#### [Set problem 1]
Reproduce the Fall Festival announcement word for word, everything from "While at the" down to "to the public.".
#### [Set problem 2]
According to the Fall Festival announcement, what is each bundle of gift certificates in the drawing valued at?
#### [Set problem 3]
Write the next part of the Fall Festival announcement, starting after its last sentence.

#### [Text block]
===============

Readers are reminded that the annual Fall Festival is Saturday, Sept. 28, from 10 a.m.-5 p.m., at the library.
Talented bakers and crafters in Cannon Beach are contributing delicious baked goods and homemade craft items for sale, so come early for the best selection. Between now and 4 p.m. the day of the festival, tickets may be purchased at the library for drawing on six bundles of gift certificates, donated by local restaurants and merchants. Each bundle is valued at $300. Drawing tickets are just $1 each, or six tickets for $5.
While at the library purchasing drawing tickets, be sure to place bids in the silent auction for stays at five premier Cannon Beach hotels and resorts. Drawing and silent-auction winners will be announced at 4 p.m., but need not be present to win.
Remember, all proceeds from the Fall Festival support the library’s purchase of new books, videotapes and services available for residents and visitors to Cannon Beach and Arch Cape. Meantime, the Northwest Authors Series opens programming this year with Oregon novelist Stephen Holgate discussing his recent thrillers, “Tangier” and “Madagascar,” as well as “Sri Lanka,” scheduled for release in 2020. Holgate will speak at the library Oct. 12 at 2 p.m. This free event is open to the public.

===============

#### [Information provided]

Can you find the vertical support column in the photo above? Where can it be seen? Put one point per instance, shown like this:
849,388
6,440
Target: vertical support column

===============

#### [Written response 1]
While at the library purchasing drawing tickets, be sure to place bids in the silent auction for stays at five premier Cannon Beach hotels and resorts. Drawing and silent-auction winners will be announced at 4 p.m., but need not be present to win.
Remember, all proceeds from the Fall Festival support the library’s purchase of new books, videotapes and services available for residents and visitors to Cannon Beach and Arch Cape. Meantime, the Northwest Authors Series opens programming this year with Oregon novelist Stephen Holgate discussing his recent thrillers, “Tangier” and “Madagascar,” as well as “Sri Lanka,” scheduled for release in 2020. Holgate will speak at the library Oct. 12 at 2 p.m. This free event is open to the public.

#### [Written response 2]
$300

#### [Written response 3]
Members of Cannon Beach Reads will discuss “Lab Girl,” Jahren Hope’s memoir describing her youthful discovery of science while working with her father, a Minnesota community college teacher, in his laboratory.
That initial interest led Hope to a bachelor of arts in geology at the University of Minnesota in 1991 and a PhD in soil science at the University of California, Berkeley in 1996. After completing her doctorate, Hope taught at the Georgia Institute of Technology, Johns Hopkins University, the University of Hawaii and now the University of Oslo.
A recipient of three Fulbright Awards, Hope is the only woman and one of four scientists to receive both the Macelwane Medal and the Donath Medal, and was named by Time magazine in 2016 as one of “The World’s 100 Most Influential People.”
Although Hope intends “Lab Girl” to convince others— particularly girls—to love science as she did, she describes the frustrations of scientific research, particularly the need to chase research funding for her studies.
Cannon Beach Reads next meets at 7 p.m. Oct. 16 at the Cannon Beach Library, 131 N. Hemlock St. John Markham will lead a discussion at this free event, which is open to interested participants.
The library continues to add new books, two of which I recently read. Both merit comment and recommendation to readers concerned about the lack of needed legislation, current political discourse and changing American values in Washington, DC. The two books I read and recommend to others are “If We Can Keep It: How the Republic Collapsed and How It Might be Saved” by Michael Tomasky and “America Is Better Than This: Trump’s War Against Migrant Families” by Oregon Sen. Jeff Merkley.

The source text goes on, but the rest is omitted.